TASK ITEM: Copy the data exactly from the line that contains "If you could mark the puffin's white" through the line that contains "If you could mark the middle", keeping both end lines and leaving out everything else.

DATA TO EXAMINE:
▼
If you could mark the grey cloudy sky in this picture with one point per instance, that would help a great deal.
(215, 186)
▲
▼
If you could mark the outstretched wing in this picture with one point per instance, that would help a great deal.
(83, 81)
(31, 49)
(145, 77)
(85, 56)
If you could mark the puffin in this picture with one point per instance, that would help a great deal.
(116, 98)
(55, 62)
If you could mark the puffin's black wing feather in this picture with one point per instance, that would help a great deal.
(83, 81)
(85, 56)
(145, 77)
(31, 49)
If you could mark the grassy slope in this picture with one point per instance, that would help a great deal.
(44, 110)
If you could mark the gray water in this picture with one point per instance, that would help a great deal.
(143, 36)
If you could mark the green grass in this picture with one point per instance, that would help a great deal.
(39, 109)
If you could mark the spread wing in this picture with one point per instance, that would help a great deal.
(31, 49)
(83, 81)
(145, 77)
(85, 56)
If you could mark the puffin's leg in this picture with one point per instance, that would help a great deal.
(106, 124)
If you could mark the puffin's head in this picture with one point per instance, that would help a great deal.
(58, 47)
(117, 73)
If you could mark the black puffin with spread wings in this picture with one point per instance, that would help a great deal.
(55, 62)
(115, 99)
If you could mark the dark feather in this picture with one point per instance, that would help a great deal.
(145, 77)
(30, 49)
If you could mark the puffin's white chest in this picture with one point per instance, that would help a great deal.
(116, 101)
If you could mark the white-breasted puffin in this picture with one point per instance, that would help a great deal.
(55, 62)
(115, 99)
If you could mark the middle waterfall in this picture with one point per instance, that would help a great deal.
▲
COMPLETED TASK:
If you could mark the puffin's white chest in this picture with one point per instance, that would help a great deal.
(116, 101)
If you could mark the white-breasted puffin in this picture with one point per instance, that would help a great deal.
(55, 62)
(115, 99)
If you could mark the middle waterfall in this picture with one point per instance, that would help a great deal.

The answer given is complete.